**任务要求**.
(A) 请列出GPU监控示例代码中为各个监控指标设定的全部Name值。
(B) 请给出GPU监控示例代码在最后一行之后的后续内容。

以GPU监控为例,参考prometheus官方文档,这里用到了gonvml库,确保运行环境能找到libnvidia-ml.so.1库,如果没有,其实也可以nvidia-smi,手动解析获取监控指标,不过这样比较麻烦。
Gauge和GaugeVec区别:Gauge单个监控指标,GaugeVec多个监控指标集合,需要定义[]labels,使用WithLabelValues(labels…)去选择指标,用于多CPU、GPU等场景
package main
import (
"flag"
"fmt"
"github.com/mindprince/gonvml"
"github.com/prometheus/client_golang/prometheus"
"github.com/prometheus/client_golang/prometheus/promhttp"
"net/http"
"strconv"
"sync"
)
const (
namespace = "nvidia_gpu"
)
var (
labels = []string{"minor_number", "uuid", "name"}
)
//Collector defines prometheus collector params
type Collector struct {
sync.Mutex
numDevices prometheus.Gauge
usedMemory *prometheus.GaugeVec
totalMemory *prometheus.GaugeVec
dutyCycle *prometheus.GaugeVec
powerUsage *prometheus.GaugeVec
temperature *prometheus.GaugeVec
}
//NewCollector return a new Collector
func NewCollector() *Collector {
return &Collector{
numDevices: prometheus.NewGauge(
prometheus.GaugeOpts{
Namespace: namespace,
Name: "num_devices",
Help: "Number of GPU devices",
},
),
usedMemory: prometheus.NewGaugeVec(
prometheus.GaugeOpts{
Namespace: namespace,
Name: "memory_used_bytes",
Help: "Memory used by the GPU device in bytes",
},
labels,
),
totalMemory: prometheus.NewGaugeVec(
prometheus.GaugeOpts{
Namespace: namespace,
Name: "memory_total_bytes",
Help: "Total memory of the GPU device in bytes",
},
labels,
),
dutyCycle: prometheus.NewGaugeVec(
prometheus.GaugeOpts{
Namespace: namespace,
Name: "duty_cycle",
Help: "Percent of time over the past sample period during which one or more kernels were executing on the GPU device",
},
labels,
),
powerUsage: prometheus.NewGaugeVec(
prometheus.GaugeOpts{
Namespace: namespace,
Name: "power_usage_milliwatts",
Help: "Power usage of the GPU device in milliwatts",
},
labels,
),
temperature: prometheus.NewGaugeVec(
prometheus.GaugeOpts{
Namespace: namespace,
Name: "temperature_celsius",
Help: "Temperature of the GPU device in celsius",
},
labels,
),
}
}
//Describe return the descriptions
func (c *Collector) Describe(ch chan<- *prometheus.Desc) {
ch <- c.numDevices.Desc()

**所给材料**.
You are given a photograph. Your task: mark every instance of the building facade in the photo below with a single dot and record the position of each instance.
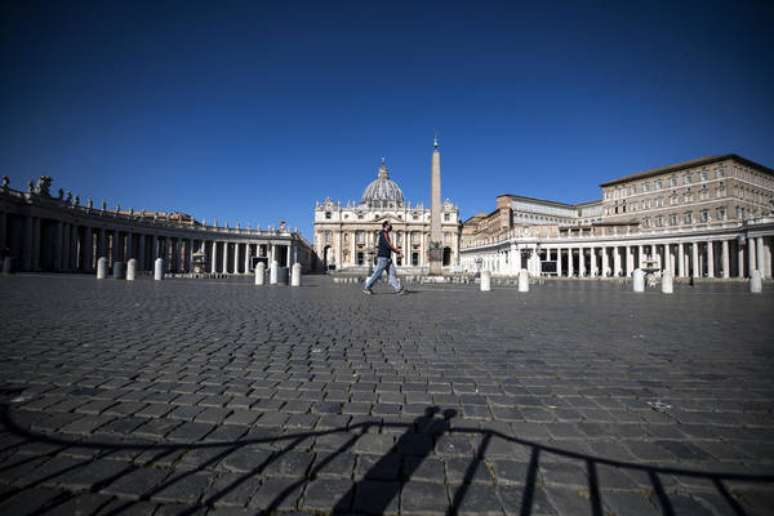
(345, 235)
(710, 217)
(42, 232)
==
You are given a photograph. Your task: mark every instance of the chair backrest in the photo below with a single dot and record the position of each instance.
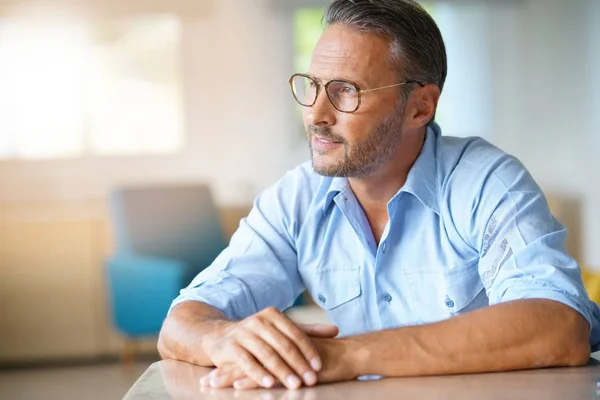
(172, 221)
--
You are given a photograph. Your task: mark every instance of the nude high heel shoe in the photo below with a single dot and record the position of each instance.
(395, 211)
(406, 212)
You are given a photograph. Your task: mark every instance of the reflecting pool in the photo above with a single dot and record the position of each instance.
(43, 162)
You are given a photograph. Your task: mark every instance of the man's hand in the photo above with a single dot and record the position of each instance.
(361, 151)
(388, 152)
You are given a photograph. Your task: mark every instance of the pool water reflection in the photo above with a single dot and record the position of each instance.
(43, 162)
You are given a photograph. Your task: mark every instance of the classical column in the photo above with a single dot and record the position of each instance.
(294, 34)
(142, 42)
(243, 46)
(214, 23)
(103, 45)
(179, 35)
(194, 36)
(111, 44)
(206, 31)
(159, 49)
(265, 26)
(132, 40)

**参考答案**.
(A) num_devices、memory_used_bytes、memory_total_bytes、duty_cycle、power_usage_milliwatts、temperature_celsius。

(B)
c.usedMemory.Describe(ch)
c.totalMemory.Describe(ch)
c.dutyCycle.Describe(ch)
c.powerUsage.Describe(ch)
c.temperature.Describe(ch)
}
//Collect return the current state of all metrics of the collector.
func (c *Collector) Collect(ch chan<- prometheus.Metric) {
c.Lock()
defer c.Unlock()
//clean all metrics
c.usedMemory.Reset()
c.totalMemory.Reset()
c.dutyCycle.Reset()
c.powerUsage.Reset()
c.temperature.Reset()
numDevices, err := gonvml.DeviceCount()
if err != nil {
fmt.Printf("DeviceCount() error: %v", err)
return
}
c.numDevices.Set(float64(numDevices))
ch <- c.numDevices
for i := 0; i < int(numDevices); i++ {
dev, err := gonvml.DeviceHandleByIndex(uint(i))
if err != nil {
fmt.Printf("DeviceHandleByIndex(%d) error: %v", i, err)
continue
}
minorNumber, err := dev.MinorNumber()
if err != nil {
fmt.Printf("MinorNumber() error: %v", err)
continue
}
minor := strconv.Itoa(int(minorNumber))
uuid, err := dev.UUID()
if err != nil {
fmt.Printf("UUID() error: %v", err)
continue
}
name, err := dev.Name()
if err != nil {
fmt.Printf("Name() error: %v", err)
continue
}
totalMemory, usedMemory, err := dev.MemoryInfo()
if err != nil {
fmt.Printf("MemoryInfo() error: %v", err)
} else {
c.usedMemory.WithLabelValues(minor, uuid, name).Set(float64(usedMemory))
c.totalMemory.WithLabelValues(minor, uuid, name).Set(float64(totalMemory))
}
dutyCycle, _, err := dev.UtilizationRates()
if err != nil {
fmt.Printf("UtilizationRates() error: %v", err)
} else {
c.dutyCycle.WithLabelValues(minor, uuid, name).Set(float64(dutyCycle))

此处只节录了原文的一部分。